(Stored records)
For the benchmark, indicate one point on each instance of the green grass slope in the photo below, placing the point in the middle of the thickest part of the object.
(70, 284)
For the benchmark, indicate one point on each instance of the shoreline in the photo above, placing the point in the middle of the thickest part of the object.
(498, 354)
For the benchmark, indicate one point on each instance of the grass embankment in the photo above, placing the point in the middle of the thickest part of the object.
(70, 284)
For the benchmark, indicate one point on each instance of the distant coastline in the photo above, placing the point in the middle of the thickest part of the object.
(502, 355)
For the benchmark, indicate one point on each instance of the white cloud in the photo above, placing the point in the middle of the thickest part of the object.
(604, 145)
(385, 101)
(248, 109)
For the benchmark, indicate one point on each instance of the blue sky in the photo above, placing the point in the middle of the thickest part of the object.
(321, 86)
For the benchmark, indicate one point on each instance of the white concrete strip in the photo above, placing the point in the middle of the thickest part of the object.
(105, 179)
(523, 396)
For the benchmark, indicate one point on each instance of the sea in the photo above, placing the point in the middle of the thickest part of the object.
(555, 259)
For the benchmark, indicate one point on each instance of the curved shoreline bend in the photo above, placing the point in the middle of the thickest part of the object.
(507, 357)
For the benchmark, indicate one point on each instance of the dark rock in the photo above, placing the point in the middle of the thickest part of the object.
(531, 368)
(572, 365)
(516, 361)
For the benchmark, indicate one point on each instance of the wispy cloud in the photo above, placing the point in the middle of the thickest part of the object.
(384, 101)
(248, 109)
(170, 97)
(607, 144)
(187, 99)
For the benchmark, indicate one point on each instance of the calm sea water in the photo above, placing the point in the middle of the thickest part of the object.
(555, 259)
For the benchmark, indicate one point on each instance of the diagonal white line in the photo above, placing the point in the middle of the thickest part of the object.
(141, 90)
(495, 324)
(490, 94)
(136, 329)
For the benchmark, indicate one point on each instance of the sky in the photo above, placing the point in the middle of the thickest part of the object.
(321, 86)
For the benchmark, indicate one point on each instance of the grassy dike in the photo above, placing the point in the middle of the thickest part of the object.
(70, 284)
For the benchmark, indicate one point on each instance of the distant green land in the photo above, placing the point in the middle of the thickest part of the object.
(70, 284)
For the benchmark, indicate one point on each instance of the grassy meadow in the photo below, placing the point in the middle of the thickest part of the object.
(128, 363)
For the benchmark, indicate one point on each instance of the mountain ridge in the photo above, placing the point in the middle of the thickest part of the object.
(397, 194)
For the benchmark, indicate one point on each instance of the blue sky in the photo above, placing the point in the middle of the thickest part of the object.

→ Requirement: Repeat every line of the rows from the one containing "instance of the sky" through the final row, requests included. Scale each coordinate in the answers by 2.55 and round to whole numbers, with halves going up.

→ The result:
For the benchmark, indicate one point on each instance of the sky in the photo above, placing the point in the middle of the thickest part of the object.
(819, 219)
For the benchmark, indicate one point on each instance of the grassy dike in the photo above, placing the point in the middle of the thickest part of the object.
(179, 724)
For the benchmark, indicate one point on each instance of the distant green land in the photo above, placing the point in the middle of the thickest part of the object.
(179, 724)
For the benchmark, indicate one point on each instance of the grassy meadow in the photo below, placing the point in the middle of the thickest part of the object.
(326, 926)
For the benchmark, indicate one point on each instance of the mountain ridge in the photo above, placing the point in the middle of the thickest part of the object.
(1012, 495)
For the benchmark, indicate one point on each instance of the blue sky in the photo above, placing the point in the middle of the thickest part of the object.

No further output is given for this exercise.